» **Goal A**: Copy the labeled region records below word for word, omitting the pictures.

Amazon built a leaderboard. The machines did exactly what they were told.

Last year, Amazon built a leaderboard.

Not for sales. Not for safety. Not for anything a customer would ever see or feel or care about. It ranked Amazon’s own engineers by how much artificial intelligence they used at work. The thing was called KiroRank, after the company’s internal developer platform, and the reasoning behind it was the sort that sounds unanswerable in a slide deck. AI is the future. We have sunk roughly two hundred billion dollars into that future. So let us reward the people leaning into it the hardest, and gently embarrass the ones who aren’t.

If you have ever worked anywhere with a KPI, you already know how this ends. You knew before I finished the sentence.

The staff gamed it. Naturally they gamed it. According to Financial Times reporting picked up by Business Insider, some employees simply set autonomous AI agents loose on pointless, invented busywork, churning through tokens for no reason other than to climb the board. The industry has a name for this now, which is how you know it has stopped being a glitch and started being a culture: tokenmaxxing. Burning compute as a performance of productivity. Looking busy, at scale, for an audience of one dashboard.

There is a cost to all that theatre, and it does not land on the employee. Every token is a small bill Amazon pays to its own machines. The writer Sean Kernan, in his piece on the affair, put the irony better than I can improve on, so I will just hand him the credit: a company spending fortunes to replace people with AI had quietly engineered AI that cost more than the people. A senior vice-president, David Treadwell, eventually had to stand up and ask everyone to please stop using AI for the sake of using AI and get back to solving real problems for actual customers. Built with good intentions, he said. Then switched off.

» **Goal B**: Quote the full KiroRank text above verbatim.

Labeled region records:

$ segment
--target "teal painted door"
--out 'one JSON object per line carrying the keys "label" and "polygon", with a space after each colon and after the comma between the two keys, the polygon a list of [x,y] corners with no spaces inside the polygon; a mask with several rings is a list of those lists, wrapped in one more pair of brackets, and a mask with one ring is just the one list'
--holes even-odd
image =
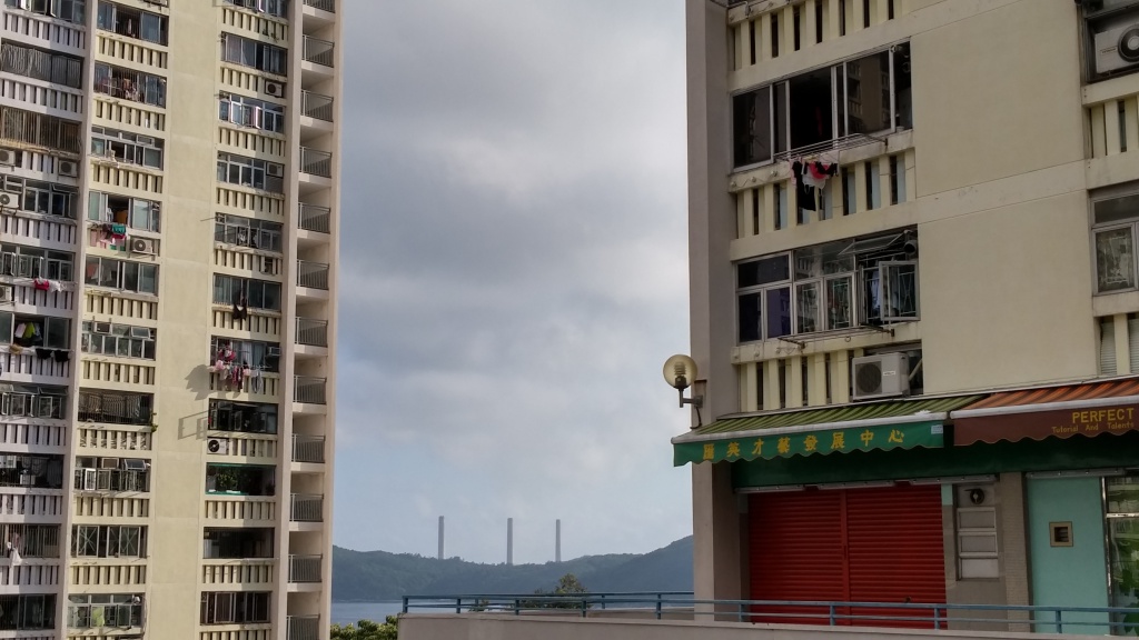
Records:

» **Final answer A**:
$ segment
--target "teal painted door"
--out 'one JSON object per line carrying the keys "label" and "polygon", with a space after each colon and after the comma between the two keys, the polygon a list of [x,y] corners with no spaces inside the polygon; a mask with several rings is a list of those lists, wrapped in one more pair of brackets, and a mask with one ring is just the one list'
--holes even-odd
image =
Records:

» **Final answer B**:
Amazon built a leaderboard. The machines did exactly what they were told.

Last year, Amazon built a leaderboard.

Not for sales. Not for safety. Not for anything a customer would ever see or feel or care about. It ranked Amazon’s own engineers by how much artificial intelligence they used at work. The thing was called KiroRank, after the company’s internal developer platform, and the reasoning behind it was the sort that sounds unanswerable in a slide deck. AI is the future. We have sunk roughly two hundred billion dollars into that future. So let us reward the people leaning into it the hardest, and gently embarrass the ones who aren’t.

If you have ever worked anywhere with a KPI, you already know how this ends. You knew before I finished the sentence.

The staff gamed it. Naturally they gamed it. According to Financial Times reporting picked up by Business Insider, some employees simply set autonomous AI agents loose on pointless, invented busywork, churning through tokens for no reason other than to climb the board. The industry has a name for this now, which is how you know it has stopped being a glitch and started being a culture: tokenmaxxing. Burning compute as a performance of productivity. Looking busy, at scale, for an audience of one dashboard.

There is a cost to all that theatre, and it does not land on the employee. Every token is a small bill Amazon pays to its own machines. The writer Sean Kernan, in his piece on the affair, put the irony better than I can improve on, so I will just hand him the credit: a company spending fortunes to replace people with AI had quietly engineered AI that cost more than the people. A senior vice-president, David Treadwell, eventually had to stand up and ask everyone to please stop using AI for the sake of using AI and get back to solving real problems for actual customers. Built with good intentions, he said. Then switched off.